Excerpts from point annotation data
>> Start

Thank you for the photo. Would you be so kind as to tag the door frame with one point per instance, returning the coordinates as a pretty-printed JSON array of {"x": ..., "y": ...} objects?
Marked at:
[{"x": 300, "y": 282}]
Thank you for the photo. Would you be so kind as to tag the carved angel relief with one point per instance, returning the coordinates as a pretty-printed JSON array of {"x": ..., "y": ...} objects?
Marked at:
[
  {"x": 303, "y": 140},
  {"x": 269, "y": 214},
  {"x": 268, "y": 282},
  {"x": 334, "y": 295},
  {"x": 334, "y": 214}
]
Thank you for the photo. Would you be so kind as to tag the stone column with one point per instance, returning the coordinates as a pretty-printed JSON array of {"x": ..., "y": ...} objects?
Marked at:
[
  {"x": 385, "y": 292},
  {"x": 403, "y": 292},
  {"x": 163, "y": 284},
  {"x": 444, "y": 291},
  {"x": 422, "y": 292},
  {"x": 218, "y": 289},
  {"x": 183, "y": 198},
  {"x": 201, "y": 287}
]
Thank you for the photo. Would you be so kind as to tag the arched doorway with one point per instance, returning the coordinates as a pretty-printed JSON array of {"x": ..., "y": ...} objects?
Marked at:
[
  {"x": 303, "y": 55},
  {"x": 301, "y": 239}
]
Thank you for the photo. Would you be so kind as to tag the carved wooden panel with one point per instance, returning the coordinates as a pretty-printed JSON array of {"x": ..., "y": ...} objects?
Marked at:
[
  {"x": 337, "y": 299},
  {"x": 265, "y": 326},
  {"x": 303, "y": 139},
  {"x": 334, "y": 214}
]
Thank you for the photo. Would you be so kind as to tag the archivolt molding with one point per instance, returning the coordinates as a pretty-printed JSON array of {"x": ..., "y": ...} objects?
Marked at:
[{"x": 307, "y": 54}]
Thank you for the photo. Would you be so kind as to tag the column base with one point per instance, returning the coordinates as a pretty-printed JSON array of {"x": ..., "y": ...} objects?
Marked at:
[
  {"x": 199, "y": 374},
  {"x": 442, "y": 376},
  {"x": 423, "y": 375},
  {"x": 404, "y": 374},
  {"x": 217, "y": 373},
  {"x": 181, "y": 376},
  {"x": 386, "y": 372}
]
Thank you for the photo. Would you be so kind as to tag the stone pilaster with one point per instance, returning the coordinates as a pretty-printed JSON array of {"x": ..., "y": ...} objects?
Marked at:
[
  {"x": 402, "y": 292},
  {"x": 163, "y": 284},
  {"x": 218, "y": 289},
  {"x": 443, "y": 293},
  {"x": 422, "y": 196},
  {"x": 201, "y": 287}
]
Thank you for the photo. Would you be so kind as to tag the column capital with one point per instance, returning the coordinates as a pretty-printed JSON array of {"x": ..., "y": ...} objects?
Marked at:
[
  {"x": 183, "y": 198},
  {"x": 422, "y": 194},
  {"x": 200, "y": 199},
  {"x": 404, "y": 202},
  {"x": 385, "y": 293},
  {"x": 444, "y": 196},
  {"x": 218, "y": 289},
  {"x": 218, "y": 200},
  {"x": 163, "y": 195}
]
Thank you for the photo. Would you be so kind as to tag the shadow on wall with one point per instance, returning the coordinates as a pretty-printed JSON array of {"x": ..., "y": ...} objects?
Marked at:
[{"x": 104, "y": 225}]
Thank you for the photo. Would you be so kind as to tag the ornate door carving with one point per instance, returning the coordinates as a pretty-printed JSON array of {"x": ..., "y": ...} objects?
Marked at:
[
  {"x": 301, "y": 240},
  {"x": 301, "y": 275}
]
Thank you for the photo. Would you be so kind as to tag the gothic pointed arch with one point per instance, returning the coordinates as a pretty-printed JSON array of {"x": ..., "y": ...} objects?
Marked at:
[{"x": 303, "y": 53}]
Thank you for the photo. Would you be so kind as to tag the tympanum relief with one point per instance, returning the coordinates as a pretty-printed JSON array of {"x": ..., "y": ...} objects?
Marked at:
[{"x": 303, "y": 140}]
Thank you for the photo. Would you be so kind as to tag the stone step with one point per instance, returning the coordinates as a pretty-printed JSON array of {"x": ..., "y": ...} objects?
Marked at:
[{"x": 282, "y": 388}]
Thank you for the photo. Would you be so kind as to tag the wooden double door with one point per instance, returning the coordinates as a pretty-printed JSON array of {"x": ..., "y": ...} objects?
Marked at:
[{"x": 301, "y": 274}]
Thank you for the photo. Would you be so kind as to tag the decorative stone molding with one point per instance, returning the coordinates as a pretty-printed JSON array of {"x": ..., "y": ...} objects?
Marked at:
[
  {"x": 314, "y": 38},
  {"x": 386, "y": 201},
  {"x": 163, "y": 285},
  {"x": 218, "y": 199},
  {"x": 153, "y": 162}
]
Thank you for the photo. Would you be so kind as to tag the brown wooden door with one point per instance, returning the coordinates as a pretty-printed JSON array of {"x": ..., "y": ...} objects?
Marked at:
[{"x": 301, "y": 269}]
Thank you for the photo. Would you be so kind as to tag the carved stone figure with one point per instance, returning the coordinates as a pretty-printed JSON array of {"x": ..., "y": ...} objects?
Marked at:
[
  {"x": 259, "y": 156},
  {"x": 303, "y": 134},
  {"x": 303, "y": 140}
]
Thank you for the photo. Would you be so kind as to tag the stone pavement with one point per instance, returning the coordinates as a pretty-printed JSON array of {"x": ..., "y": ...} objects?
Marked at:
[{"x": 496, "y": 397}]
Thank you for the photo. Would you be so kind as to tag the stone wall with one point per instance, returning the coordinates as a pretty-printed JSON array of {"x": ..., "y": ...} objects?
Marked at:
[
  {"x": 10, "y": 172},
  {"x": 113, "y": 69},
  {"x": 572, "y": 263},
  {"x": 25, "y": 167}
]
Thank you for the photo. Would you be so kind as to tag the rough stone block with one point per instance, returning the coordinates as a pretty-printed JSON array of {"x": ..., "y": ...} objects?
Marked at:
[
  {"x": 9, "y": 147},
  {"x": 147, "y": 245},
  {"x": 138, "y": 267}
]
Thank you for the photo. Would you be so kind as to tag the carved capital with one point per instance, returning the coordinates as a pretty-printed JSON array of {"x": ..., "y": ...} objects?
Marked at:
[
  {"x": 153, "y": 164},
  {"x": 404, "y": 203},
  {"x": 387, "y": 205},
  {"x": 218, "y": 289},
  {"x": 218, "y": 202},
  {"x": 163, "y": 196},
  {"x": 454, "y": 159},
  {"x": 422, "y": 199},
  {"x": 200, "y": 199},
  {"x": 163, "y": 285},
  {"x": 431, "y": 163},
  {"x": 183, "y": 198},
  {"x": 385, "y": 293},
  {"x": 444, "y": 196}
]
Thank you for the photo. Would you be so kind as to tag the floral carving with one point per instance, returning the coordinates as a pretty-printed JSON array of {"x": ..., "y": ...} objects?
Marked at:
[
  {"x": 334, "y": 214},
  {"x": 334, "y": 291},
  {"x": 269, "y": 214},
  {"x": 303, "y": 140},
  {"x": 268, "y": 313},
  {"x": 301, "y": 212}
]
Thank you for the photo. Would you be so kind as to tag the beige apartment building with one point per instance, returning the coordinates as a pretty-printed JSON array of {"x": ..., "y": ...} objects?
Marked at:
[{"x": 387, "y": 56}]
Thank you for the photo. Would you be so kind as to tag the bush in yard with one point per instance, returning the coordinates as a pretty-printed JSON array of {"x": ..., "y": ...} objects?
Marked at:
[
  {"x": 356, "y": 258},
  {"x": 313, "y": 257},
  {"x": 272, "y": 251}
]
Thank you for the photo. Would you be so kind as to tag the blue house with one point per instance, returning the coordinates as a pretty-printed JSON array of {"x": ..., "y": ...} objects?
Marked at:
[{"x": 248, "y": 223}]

>> End
>> Start

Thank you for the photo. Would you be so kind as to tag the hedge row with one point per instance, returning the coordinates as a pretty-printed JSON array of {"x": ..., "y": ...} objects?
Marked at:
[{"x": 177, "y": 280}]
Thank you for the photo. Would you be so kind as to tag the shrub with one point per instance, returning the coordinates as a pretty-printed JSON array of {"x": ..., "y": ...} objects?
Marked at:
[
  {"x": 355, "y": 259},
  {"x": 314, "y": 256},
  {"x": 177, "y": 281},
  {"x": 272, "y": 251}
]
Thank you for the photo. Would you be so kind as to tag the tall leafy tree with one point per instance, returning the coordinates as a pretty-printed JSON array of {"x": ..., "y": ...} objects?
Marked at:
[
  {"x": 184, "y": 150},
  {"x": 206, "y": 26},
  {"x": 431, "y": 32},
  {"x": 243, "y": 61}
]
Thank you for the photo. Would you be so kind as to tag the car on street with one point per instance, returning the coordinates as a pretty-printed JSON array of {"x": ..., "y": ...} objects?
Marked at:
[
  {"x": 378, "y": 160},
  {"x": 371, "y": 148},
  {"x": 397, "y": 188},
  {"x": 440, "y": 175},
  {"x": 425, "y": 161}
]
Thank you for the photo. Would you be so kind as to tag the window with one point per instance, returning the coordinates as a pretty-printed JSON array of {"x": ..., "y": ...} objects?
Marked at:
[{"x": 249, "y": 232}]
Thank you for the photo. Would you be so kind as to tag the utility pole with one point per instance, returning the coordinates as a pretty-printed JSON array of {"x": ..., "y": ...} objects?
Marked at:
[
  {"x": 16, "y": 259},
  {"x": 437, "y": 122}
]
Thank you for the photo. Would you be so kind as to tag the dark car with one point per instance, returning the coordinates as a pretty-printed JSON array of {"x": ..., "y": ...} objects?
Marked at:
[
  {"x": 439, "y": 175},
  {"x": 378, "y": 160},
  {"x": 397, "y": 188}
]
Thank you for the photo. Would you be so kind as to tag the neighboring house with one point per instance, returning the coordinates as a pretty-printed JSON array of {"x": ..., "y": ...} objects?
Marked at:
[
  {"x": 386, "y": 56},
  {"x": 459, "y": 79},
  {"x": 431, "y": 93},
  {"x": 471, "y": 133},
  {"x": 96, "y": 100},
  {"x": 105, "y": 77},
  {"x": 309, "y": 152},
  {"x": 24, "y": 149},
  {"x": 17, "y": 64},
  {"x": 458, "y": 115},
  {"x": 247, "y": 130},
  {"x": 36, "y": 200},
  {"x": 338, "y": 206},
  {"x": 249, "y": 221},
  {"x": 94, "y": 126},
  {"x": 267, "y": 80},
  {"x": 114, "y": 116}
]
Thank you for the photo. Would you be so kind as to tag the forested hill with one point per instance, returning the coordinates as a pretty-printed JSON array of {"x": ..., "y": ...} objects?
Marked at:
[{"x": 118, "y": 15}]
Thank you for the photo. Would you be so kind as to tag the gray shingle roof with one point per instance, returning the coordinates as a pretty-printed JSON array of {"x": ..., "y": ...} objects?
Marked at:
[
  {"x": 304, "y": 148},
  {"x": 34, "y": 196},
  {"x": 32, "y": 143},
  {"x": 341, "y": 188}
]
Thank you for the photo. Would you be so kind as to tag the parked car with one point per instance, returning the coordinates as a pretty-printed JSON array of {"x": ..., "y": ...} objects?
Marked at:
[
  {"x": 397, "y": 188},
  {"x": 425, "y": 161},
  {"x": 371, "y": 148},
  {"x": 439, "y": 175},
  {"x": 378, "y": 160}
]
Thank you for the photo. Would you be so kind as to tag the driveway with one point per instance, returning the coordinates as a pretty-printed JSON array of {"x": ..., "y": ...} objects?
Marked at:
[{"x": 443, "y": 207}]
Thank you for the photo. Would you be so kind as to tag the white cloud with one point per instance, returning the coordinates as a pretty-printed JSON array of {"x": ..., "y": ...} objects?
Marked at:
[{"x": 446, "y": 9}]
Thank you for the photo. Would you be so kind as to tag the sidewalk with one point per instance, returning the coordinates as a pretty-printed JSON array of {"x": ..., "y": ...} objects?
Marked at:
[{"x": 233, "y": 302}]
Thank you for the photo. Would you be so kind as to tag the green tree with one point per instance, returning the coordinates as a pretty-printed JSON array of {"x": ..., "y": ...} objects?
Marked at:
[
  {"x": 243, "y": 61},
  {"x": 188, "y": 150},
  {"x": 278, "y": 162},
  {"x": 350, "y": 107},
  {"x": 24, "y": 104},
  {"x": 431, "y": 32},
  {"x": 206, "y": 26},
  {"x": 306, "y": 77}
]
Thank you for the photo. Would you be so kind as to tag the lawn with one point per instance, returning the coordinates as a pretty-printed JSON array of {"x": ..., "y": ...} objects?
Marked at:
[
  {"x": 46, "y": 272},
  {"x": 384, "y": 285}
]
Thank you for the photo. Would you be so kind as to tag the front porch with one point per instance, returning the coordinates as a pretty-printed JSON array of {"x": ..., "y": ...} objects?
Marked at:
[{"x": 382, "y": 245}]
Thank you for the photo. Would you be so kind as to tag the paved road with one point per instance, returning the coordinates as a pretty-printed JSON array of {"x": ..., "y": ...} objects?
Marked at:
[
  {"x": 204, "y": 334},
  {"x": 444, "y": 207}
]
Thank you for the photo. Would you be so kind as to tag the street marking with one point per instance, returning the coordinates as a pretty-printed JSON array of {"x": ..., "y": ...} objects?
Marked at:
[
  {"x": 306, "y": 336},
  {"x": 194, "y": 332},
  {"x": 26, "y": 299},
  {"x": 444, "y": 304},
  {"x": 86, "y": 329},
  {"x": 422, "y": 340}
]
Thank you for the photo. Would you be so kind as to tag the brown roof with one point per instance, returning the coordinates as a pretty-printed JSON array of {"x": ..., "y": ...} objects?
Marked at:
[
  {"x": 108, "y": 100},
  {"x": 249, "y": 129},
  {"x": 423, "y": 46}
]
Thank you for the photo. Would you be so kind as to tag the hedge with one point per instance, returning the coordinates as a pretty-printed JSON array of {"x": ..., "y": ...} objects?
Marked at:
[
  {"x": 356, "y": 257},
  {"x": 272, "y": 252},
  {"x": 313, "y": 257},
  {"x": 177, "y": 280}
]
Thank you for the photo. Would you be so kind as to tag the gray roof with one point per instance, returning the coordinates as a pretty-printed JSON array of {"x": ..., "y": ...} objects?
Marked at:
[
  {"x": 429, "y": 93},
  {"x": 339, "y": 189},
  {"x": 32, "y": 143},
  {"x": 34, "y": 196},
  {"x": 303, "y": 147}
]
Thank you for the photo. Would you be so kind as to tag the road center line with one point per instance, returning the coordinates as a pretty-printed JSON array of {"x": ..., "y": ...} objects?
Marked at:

>> End

◆ **Goal**:
Return every line of the entries above that contains the string "gray".

◆ **Full answer**:
Thank you for the photo. Would you be so kind as to tag the gray shingle roof with one point per instance, returning the coordinates as a pretty-printed JSON array of {"x": ..., "y": ...} objects?
Thank you for the photo. Would you be so kind as to tag the gray roof with one point per instance, returning the coordinates as a pretty-printed JSON array of {"x": ..., "y": ...} objects?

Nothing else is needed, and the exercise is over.